What the task asks: Rewrite these lines with "outline" changed to "contour" and everything else left as it is.

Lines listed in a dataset
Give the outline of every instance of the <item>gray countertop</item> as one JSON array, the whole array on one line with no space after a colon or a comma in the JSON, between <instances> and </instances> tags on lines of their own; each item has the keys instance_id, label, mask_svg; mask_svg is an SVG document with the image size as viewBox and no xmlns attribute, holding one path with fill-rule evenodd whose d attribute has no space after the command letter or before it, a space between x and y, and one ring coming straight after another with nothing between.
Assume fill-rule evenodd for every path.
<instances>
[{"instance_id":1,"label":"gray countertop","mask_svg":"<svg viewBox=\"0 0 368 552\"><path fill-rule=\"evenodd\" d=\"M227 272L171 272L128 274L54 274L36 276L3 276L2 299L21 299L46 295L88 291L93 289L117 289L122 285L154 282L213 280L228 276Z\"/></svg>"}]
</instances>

Written solution:
Give the contour of every instance of the <item>gray countertop</item> as one JSON array, the whole array on one line with no space after a colon or a comma in the JSON, between <instances> and </instances> tags on lines of their own; each item has the keys instance_id, label, mask_svg; mask_svg is an SVG document with the image size as viewBox and no xmlns attribute, holding one path with fill-rule evenodd whose d attribute has no space after the command letter or before it, a space between x and y, and one ring coming straight after another with nothing between.
Assume fill-rule evenodd for every path.
<instances>
[{"instance_id":1,"label":"gray countertop","mask_svg":"<svg viewBox=\"0 0 368 552\"><path fill-rule=\"evenodd\" d=\"M227 272L171 272L128 274L54 274L36 276L3 276L2 299L21 299L46 295L88 291L93 289L117 289L122 285L154 282L213 280L228 276Z\"/></svg>"}]
</instances>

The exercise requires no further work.